WHAT TO WORK ON:
Select every line below that contains the string "innermost", matching case exactly, and copy each one.

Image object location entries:

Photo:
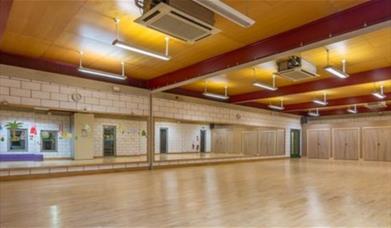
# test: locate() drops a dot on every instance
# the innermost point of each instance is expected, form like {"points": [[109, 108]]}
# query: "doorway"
{"points": [[163, 140], [202, 141], [295, 143], [109, 140]]}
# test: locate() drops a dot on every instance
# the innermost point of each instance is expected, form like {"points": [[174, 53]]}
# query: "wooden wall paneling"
{"points": [[250, 142], [280, 143], [370, 143], [318, 143], [324, 144], [222, 141], [267, 142], [312, 143], [376, 143], [386, 138], [346, 143]]}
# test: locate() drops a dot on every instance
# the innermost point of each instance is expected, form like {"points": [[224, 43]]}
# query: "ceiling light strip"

PROBLEM SOLUTION:
# the innermost point of each instance is expected, form like {"points": [[109, 108]]}
# the innermost point of each instance is expected, form like {"points": [[174, 53]]}
# the innermost point of each instance is expected, form like {"points": [[224, 43]]}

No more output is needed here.